start Source passage

Photo by Frankie Roberto on Flickr.

DC residents are tired of waking up to read about corporate donors who receive sweetheart deals from our elected officials. We endorse a ballot initiative to ban corporate contributions to political campaigns.

The proposed measure, known as Initiative 70, would bring DC in line with federal law, as well as the laws of 21 states and countless other cities.

Despite the growing momentum behind this initiative, you’ll hear lots of excuses in the coming months from incumbent politicians as to why this ban wouldn’t work in DC. You can respond to these excuses with your signature.

Volunteers will be out at the precincts for primary election day on April 3, collecting signatures to get this initiative on the November ballot. Signing the petition is as important as any vote you make that day; volunteering to gather signatures would do even more.

Most sitting councilmembers aren’t supporting this ballot initiative. Their desperate excuse is that a ban on direct corporate funding of campaigns could push corporate dollars into the shady world of political action committees.

But the council has the authority to regulate those PACs, so that argument rings hollow.

Those councilmembers would actually have you believe that the current system of direct corporate contributions to campaigns is transparent by comparison. Nothing could be further from the truth.

Corporate contributors make a mockery of campaign finance rules by cloning themselves to circumvent contribution limits. Corporate donors bundle checks from each of their corporate subsidiaries, even if those subsidiaries do nothing but write checks to councilmembers.

By giving money through these veiled spinoffs, corporations can give many times more than you or I can give. Is that fair? Should your neighbor be able to contribute 12 times more than you because he owns a business with 11 subsidiaries and you do not?

Often, these corporate contributors are land developers who establish each development as a separate limited liability company (LLC), and bundle checks from each LLC to politicians. Using LLCs is particularly shady, as the identities of their owners is legally not public information.

end Source passage

Required tasks:
1: In the editorial on Initiative 70, how many states have laws that the measure would bring DC in line with?
2: Write out the part of the editorial on Initiative 70 starting with "By giving money" and going on through "not public information.".

start Records provided

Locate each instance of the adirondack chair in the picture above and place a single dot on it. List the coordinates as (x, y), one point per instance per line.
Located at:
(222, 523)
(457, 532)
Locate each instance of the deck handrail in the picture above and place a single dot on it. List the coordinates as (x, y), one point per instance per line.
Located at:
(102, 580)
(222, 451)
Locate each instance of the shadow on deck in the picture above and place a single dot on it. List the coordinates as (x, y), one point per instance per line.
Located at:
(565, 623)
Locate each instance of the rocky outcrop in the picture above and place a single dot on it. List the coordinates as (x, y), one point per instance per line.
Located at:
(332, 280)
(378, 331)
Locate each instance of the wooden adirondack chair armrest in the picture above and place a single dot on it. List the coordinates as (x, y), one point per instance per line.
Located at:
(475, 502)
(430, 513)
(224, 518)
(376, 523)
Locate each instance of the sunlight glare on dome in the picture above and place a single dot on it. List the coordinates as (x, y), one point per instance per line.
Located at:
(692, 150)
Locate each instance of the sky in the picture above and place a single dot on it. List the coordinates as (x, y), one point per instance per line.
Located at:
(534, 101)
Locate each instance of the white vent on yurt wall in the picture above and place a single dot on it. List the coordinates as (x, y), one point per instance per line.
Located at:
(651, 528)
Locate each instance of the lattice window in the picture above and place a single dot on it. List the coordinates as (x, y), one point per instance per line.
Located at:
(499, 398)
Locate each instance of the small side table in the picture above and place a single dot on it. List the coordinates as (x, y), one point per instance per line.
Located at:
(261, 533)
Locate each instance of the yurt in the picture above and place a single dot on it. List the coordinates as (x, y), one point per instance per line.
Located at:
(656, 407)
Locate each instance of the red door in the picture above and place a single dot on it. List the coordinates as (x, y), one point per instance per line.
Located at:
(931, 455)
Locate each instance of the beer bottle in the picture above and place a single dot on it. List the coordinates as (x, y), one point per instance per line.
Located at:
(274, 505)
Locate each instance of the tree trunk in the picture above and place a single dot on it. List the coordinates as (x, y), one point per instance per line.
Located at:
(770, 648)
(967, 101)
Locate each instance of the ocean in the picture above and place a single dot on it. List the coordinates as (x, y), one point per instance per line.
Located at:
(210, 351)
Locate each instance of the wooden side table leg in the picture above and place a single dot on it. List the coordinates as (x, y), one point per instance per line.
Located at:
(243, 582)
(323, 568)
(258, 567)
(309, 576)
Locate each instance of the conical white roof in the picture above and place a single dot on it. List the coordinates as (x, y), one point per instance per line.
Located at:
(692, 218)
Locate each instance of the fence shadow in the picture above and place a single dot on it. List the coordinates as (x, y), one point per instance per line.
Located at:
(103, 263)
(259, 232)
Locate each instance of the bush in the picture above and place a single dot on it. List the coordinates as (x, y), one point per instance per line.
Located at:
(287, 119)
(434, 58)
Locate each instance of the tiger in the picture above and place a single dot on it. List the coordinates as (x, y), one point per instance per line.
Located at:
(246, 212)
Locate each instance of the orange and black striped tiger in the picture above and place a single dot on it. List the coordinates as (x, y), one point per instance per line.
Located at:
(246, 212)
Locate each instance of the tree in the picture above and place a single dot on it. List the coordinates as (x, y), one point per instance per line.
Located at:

end Records provided

List of solutions:
1: 21 states

2:
By giving money through these veiled spinoffs, corporations can give many times more than you or I can give. Is that fair? Should your neighbor be able to contribute 12 times more than you because he owns a business with 11 subsidiaries and you do not?

Often, these corporate contributors are land developers who establish each development as a separate limited liability company (LLC), and bundle checks from each LLC to politicians. Using LLCs is particularly shady, as the identities of their owners is legally not public information.